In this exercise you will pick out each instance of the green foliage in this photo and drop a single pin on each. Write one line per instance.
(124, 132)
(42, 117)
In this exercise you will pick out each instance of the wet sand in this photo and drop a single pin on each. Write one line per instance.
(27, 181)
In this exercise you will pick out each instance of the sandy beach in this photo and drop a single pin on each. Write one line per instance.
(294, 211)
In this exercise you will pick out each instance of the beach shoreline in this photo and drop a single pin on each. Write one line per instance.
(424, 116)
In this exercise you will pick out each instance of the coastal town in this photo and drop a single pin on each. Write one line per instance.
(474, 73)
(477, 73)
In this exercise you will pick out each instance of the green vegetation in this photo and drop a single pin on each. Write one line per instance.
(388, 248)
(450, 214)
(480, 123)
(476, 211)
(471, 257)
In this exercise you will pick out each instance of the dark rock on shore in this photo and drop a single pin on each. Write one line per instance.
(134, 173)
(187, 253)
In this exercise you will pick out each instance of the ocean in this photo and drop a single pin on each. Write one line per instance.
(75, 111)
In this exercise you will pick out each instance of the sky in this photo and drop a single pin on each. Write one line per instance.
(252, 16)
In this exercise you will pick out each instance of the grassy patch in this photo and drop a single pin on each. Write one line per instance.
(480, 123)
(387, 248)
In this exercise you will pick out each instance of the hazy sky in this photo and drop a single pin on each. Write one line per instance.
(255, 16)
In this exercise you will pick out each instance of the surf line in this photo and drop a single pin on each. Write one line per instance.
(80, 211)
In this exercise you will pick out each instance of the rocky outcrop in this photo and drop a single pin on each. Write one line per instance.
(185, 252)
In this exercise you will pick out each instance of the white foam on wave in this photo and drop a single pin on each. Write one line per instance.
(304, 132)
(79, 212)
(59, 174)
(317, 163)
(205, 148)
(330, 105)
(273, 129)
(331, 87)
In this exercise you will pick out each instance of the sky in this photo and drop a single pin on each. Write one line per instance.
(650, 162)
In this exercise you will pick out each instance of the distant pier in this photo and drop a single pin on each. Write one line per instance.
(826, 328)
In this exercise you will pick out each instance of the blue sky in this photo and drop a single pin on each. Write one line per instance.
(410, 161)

==*==

_Set exercise:_ Extract the complete listing above, reproducing each line exactly.

_Exercise solution:_
In this exercise you will pick out each instance of the green foliage in this photo and drop a single pin on each. Write one line per instance.
(124, 132)
(42, 117)
In this exercise you will pick out each instance of the wet sand in this photo and drop a single pin on each. Write one line per instance.
(27, 181)
In this exercise you will pick out each instance of the sandy beach in this photo and drop a single pin on each. Write one line per instance.
(294, 211)
In this exercise you will pick out each instance of the beach shoreline in this photo and drop a single pin on each. Write one line per instance.
(424, 116)
In this exercise you will pick out each instance of the coastal town in this photo and drop a single pin on each. Write one line per instance.
(474, 73)
(477, 73)
In this exercise you will pick out each instance of the green vegetation in this photo and drop a single pin on each. Write one line per instance.
(388, 248)
(450, 214)
(480, 123)
(476, 211)
(471, 257)
In this exercise you will pick out each instance of the dark rock on shore in this photo and drop a single pin on each. Write one line per instance.
(134, 173)
(187, 253)
In this exercise you will pick out each instance of the ocean in this photo and drop a single pin on each. Write one line per instance.
(75, 111)
In this exercise you will pick out each instance of the sky in this photo and drop a single pin on each. Write one line per instance.
(252, 16)
In this exercise you will pick out each instance of the grassy patch in this photo and drop a single pin on each. Write one line per instance.
(480, 123)
(387, 248)
In this exercise you will pick out each instance of the hazy sky in this photo and drop a single pin on each. Write one line per instance.
(255, 16)
In this exercise you will pick out each instance of the surf line in this photo and drop a single pin on each. Write one line per instance.
(80, 211)
In this exercise you will pick out each instance of the rocky outcrop in this photo and drop a single pin on each. Write one line per instance.
(185, 252)
In this exercise you will pick out each instance of the white foam on wave in this photo and drop a single pin on each. Write one line per instance.
(304, 132)
(79, 212)
(59, 174)
(317, 163)
(205, 148)
(330, 105)
(273, 129)
(331, 87)
In this exercise you will pick out each instance of the sky in this photo and drop a single pin on each. Write one line per instance.
(650, 162)
In this exercise you will pick out each instance of the distant pier in this photo and drop a single pin on each. Write one line per instance.
(826, 328)
In this exercise you will pick out each instance of the blue sky in this photo and drop a single pin on each. Write one line per instance.
(410, 161)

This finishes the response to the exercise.